Ultimate Frisbee ist eine der fairsten Teamsportarten der Welt. Das liegt daran, dass es keine Schiris gibt. Das Geschehen regeln die Spieler und der „Spirit“.

Spiel ohne Schiri: Die Nationalspieler Jakob Burr (r.) und Holger Beuttenmüller im Finale der Deutschen Meisterschaft im Ultimate Frisbee. Bild: Lars-Ole Müller

FRANKFURT/M. taz | Kurz täuscht der Spieler einen Wurf mit der Vorhand an, um die Frisbeescheibe dann etwa 50 Meter zu seinem Teamkameraden zu befördern. Doch kurz bevor dieser sie fangen kann, wird er von seinem Verteidiger hart am Arm getroffen. „Foul!“ ruft er laut und die Zuschauer bekunden ihre Zustimmung. Doch ein Pfiff vom Schiedsrichter bleibt aus.

Das ist keine krasse Fehlentscheidung, sondern ganz normal, denn beim Ultimate Frisbee, einer aus Amerika stammenden Teamsportart, die Anleihen bei Basketball und American Football hat, gibt es keinen Schiedsrichter. Alle Regelverstöße werden von den Spielern untereinander geklärt, kommt es zu keiner Einigung, wird die letzte Aktion wiederholt. „Spirit of the Game“ (Geist des Spiels) heißt das wichtigste Prinzip beim Ultimate, einem Sport, der viel mehr beinhaltet, als das Werfen einer Plastikscheibe im Park.

Gespielt wird sieben gegen sieben auf einem schmaleren Fußballfeld mit je einer Endzone pro Team. Wird eine Scheibe in dieser Zone gefangen, erhält das angreifende Team einen Punkt. Dabei darf mit der Scheibe nicht gelaufen werden, und jeder Spieler darf sie nur zehn Sekunden in der Hand halten. Kommt ein Pass nicht an, etwa weil die Scheibe den Boden berührt oder ein Verteidiger sie abfängt, wechselt das Angriffsrecht. Ultimate ist weitestgehend berührungslos.

Gemeinsam statt gegeneinander

Für den Fairnessgedanken des „Spirit of the Game“ wurde Ultimate Frisbee zur Botschafterdisziplin des Fairplays der alternativen Olympischen Spiele „World Games“ ernannt. Das Prinzip ist als erster und wichtigster Paragraf in den Regeln hinterlegt. Nach jedem Spiel reden beide Teams in einem so genannten Spirit-Kreis noch einmal gemeinsam über den Spielverlauf.

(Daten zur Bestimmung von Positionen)
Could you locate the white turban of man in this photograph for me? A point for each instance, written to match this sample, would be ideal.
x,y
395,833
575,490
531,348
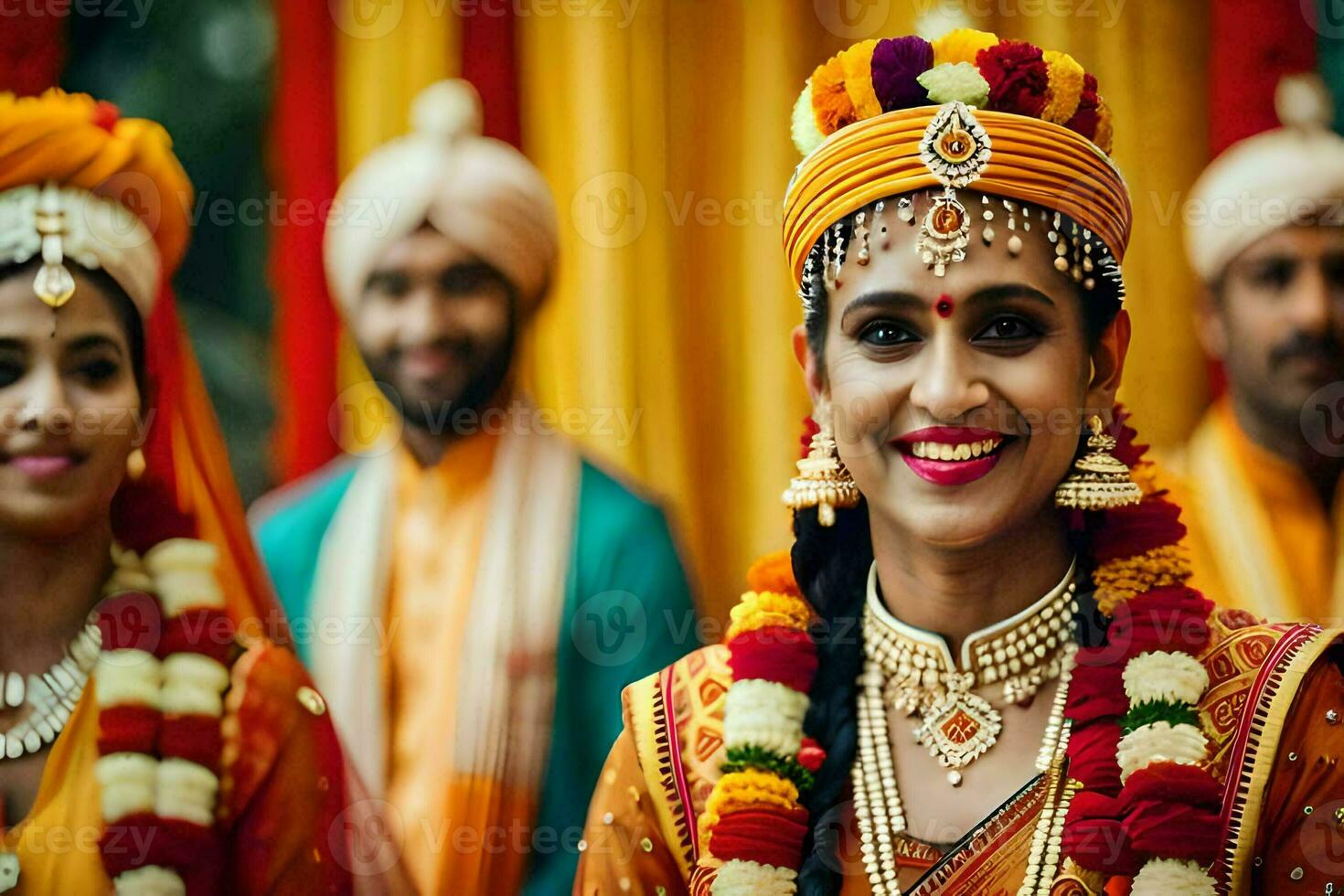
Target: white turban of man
x,y
477,191
1290,175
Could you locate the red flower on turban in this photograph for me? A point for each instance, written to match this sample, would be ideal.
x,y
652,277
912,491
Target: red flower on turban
x,y
1018,77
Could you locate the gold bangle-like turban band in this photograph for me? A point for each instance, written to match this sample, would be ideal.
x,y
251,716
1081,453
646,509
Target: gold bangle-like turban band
x,y
1031,160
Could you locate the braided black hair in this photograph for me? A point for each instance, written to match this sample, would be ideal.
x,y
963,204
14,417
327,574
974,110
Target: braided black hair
x,y
831,566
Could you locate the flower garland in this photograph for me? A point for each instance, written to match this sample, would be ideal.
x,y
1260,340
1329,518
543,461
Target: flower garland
x,y
969,66
159,687
1147,807
752,822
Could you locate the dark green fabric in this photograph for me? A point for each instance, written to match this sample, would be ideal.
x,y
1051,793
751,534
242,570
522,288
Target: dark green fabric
x,y
1329,53
628,612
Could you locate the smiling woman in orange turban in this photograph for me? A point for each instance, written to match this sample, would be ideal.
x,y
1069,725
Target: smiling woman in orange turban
x,y
144,710
981,561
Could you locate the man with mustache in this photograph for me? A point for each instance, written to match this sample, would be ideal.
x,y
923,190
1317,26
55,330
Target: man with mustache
x,y
1265,232
472,598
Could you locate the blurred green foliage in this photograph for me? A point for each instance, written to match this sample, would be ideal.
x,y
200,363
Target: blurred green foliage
x,y
203,69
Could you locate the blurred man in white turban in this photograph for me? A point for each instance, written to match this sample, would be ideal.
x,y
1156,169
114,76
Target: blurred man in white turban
x,y
1265,232
476,597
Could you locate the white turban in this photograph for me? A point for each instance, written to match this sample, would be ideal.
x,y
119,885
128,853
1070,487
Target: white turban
x,y
1266,182
480,192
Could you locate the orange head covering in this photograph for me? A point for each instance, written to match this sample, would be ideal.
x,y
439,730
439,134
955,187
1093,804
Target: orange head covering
x,y
1001,117
120,194
78,182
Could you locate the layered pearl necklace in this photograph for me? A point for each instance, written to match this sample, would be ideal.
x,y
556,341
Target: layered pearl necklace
x,y
50,698
880,813
921,677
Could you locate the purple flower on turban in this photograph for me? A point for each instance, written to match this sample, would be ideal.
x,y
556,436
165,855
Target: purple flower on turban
x,y
897,62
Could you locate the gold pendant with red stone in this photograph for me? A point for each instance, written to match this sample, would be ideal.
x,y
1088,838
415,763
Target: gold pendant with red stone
x,y
958,729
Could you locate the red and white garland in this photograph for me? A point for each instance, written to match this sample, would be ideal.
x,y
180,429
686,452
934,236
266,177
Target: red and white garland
x,y
1148,806
159,686
752,821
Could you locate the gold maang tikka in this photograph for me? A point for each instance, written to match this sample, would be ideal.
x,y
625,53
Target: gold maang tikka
x,y
823,480
1100,480
955,149
53,285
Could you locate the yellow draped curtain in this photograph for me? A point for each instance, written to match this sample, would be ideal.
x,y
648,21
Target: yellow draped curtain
x,y
663,126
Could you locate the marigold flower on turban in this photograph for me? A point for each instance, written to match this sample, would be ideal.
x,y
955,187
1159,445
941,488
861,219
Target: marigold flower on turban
x,y
857,63
961,45
829,100
1066,86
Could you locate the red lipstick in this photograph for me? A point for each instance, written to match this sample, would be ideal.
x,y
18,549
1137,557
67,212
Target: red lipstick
x,y
951,472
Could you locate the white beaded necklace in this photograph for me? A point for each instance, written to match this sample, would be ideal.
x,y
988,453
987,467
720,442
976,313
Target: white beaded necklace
x,y
923,677
50,698
880,816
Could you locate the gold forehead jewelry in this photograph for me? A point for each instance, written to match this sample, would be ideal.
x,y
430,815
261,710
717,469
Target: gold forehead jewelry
x,y
54,285
955,149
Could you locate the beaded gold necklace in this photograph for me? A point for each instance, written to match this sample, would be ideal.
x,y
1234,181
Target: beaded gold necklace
x,y
921,677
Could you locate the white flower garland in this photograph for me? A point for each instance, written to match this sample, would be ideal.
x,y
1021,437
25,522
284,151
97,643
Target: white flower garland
x,y
740,878
1172,878
182,572
1160,741
763,713
1179,678
1171,677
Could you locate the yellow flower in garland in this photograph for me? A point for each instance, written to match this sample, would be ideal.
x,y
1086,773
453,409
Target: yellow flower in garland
x,y
749,789
857,63
831,101
1125,578
761,609
1105,126
1066,86
963,45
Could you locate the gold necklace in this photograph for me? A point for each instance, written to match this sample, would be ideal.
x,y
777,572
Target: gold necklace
x,y
921,676
877,799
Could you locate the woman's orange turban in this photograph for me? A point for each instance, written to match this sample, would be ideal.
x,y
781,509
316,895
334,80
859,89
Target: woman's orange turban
x,y
80,145
860,120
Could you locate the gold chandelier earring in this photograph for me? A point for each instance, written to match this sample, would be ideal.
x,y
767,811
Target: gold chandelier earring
x,y
823,480
1100,480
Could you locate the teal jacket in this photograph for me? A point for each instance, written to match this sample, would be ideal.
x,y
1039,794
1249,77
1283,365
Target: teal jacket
x,y
628,613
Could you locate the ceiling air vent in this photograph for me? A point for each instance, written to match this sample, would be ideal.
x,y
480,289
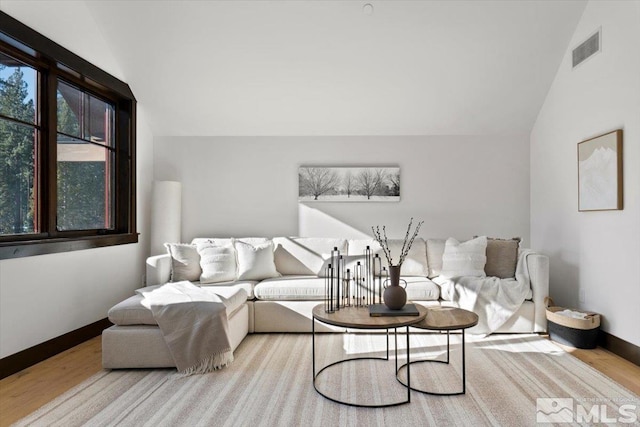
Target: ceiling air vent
x,y
588,48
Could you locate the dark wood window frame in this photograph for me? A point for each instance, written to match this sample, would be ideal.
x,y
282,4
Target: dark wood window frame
x,y
54,62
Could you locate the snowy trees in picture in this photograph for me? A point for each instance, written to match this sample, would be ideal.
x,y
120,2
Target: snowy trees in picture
x,y
600,172
348,184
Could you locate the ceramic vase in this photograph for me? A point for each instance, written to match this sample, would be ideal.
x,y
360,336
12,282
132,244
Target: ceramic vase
x,y
395,297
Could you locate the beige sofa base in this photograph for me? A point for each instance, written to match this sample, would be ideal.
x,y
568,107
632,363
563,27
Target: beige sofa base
x,y
295,316
143,346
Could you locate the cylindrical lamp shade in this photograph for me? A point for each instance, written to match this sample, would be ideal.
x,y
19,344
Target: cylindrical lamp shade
x,y
166,209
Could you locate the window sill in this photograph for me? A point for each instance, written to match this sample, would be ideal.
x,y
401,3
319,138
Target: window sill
x,y
57,245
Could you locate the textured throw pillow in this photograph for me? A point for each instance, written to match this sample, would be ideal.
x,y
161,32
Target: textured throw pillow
x,y
185,262
435,251
218,263
502,257
464,259
255,262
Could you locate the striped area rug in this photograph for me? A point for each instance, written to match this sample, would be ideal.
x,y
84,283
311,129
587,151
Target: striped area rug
x,y
270,384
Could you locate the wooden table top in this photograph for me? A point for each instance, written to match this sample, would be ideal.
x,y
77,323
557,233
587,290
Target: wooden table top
x,y
447,318
359,318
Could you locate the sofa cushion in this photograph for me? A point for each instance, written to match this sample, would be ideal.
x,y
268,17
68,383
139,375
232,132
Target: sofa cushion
x,y
132,312
218,263
415,264
228,241
435,250
502,257
303,256
464,259
247,285
255,262
185,262
289,288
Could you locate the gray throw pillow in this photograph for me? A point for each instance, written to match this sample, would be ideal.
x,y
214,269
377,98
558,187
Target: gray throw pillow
x,y
502,257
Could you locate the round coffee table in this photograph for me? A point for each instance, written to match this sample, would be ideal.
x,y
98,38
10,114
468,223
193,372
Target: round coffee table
x,y
443,319
359,318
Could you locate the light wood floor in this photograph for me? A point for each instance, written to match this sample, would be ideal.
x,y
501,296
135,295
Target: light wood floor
x,y
26,391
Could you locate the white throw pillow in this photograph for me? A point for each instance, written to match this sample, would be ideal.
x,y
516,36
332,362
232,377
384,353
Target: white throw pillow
x,y
255,262
464,259
185,262
218,263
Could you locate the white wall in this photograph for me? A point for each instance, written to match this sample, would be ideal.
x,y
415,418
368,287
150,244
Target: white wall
x,y
594,253
43,297
460,185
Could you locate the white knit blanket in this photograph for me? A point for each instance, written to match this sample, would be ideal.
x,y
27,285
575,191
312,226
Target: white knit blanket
x,y
194,324
494,300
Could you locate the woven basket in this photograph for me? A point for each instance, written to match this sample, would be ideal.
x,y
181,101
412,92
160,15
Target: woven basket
x,y
579,333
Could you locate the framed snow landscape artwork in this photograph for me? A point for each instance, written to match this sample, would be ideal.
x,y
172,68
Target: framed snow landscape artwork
x,y
600,173
348,184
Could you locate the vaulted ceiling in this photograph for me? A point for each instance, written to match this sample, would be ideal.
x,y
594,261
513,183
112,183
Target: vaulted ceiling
x,y
333,68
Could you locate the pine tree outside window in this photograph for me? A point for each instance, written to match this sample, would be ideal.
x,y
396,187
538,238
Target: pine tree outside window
x,y
67,149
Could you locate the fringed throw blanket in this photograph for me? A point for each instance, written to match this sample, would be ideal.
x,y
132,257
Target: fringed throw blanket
x,y
194,325
494,300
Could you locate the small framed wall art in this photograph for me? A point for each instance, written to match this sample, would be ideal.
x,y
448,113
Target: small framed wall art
x,y
600,173
348,184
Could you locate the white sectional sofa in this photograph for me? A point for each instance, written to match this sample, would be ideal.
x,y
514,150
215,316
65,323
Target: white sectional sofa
x,y
283,303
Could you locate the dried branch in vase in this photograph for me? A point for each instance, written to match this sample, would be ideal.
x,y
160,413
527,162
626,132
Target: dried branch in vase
x,y
382,240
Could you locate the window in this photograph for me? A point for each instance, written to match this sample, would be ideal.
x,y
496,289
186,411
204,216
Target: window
x,y
67,149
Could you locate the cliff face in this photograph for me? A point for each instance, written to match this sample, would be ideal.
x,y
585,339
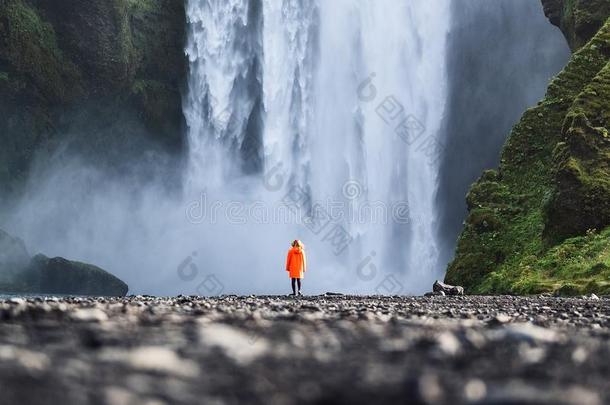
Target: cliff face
x,y
494,72
541,221
103,76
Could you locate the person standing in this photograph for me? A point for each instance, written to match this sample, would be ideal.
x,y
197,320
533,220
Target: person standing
x,y
296,265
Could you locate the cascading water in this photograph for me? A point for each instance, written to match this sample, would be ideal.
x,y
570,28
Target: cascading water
x,y
335,104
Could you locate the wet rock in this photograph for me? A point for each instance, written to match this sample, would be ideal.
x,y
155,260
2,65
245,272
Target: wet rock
x,y
272,349
447,289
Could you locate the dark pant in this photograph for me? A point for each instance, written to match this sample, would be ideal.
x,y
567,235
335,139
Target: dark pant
x,y
296,281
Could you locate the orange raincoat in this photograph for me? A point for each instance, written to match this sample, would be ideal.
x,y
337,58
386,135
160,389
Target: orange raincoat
x,y
296,264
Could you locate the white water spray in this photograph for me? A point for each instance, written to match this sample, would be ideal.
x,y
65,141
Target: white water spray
x,y
341,100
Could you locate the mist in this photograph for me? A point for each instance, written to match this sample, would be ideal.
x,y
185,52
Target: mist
x,y
501,56
223,225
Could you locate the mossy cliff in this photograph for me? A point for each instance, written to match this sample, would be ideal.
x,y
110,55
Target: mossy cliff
x,y
541,221
104,75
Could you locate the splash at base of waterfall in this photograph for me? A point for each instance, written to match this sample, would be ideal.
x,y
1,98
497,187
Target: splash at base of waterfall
x,y
317,120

• Aufgabe: Setz den Text über Ultimate Frisbee nach seinem letzten Satz fort.

• Lösung:
Nach einem Spiel finden die Teams zusammen und lassen es Revue passieren. Bild: Lars-Ole Müller

„Der Spirit of the Game ist die grundlegende Vereinbarung aller Spieler, eigenverantwortlich auf Augenhöhe miteinander umzugehen. Er gibt eine Einstellung vor, die selbst unter Adrenalin den Respekt vor dem Gegener und die Freude am Spiel für wichtiger erachtet als den Siegeswillen“, sagt Jörg Benner, Geschäftsführer des Deutschen Frisbeesport-Verbandes. Selbst auf den deutschen Meisterschaften, die Mitte September in Frankfurt am Main stattfanden und an denen über 700 Aktive in 44 Teams antraten, gibt es keine Schiedsrichter.

Die Mitglieder der Frisbeegemeinde verstehen sich als große Familie. Man kennt und respektiert sich. Frisbee ist weitestgehend unkommerziell, auf Turnieren herrscht Festivalstimmung. Es wird am Spielfeldrand gezeltet, Verpfegung gibt es oft zum Selbstkostenpreis.

Ultimate weist neben dem Fairplaygedanken noch weitere Besonderheiten auf, die es von anderem Teamsport wie Fußball unterscheiden. Neben Korfball ist es die einzige Teamsportart, bei der auch Meisterschaften im Mixed, also mit Mannschaften in denen Männer und Frauen zusammenspielen, ausgetragen werden.

Doch der größte Vorteil von Ultimate Frisbee ist zugleich ein Defizit. Ohne Schiedsrichter sind Entscheidungen teilweise umstritten, Diskussionen zwischen den Spielern können sich in die Länge ziehen. Ein unberechtigt angezeigtes Foul kann ein Spiel entscheiden.

„Manchmal würde ich mir Schiedsrichter wünschen. Dann gäbe es weniger Diskussion und alles würde schneller gehen. Man muss auch die Vorteile von Schiris bedenken, obwohl dann wohl viel mehr geschauspielert werden würde“, sagt Felix Golli, der für Hannover spielt. In der in den USA dieses Jahr neugegründeten Profiliga gibt es nun deshalb doch offizielle Regelhüter, die Fouls anzeigen können. Einige Regeln wurden zudem angepasst, um den Sport zuschauerfreundlicher zu gestalten.

Wieviel Geld veträgt ein Sport?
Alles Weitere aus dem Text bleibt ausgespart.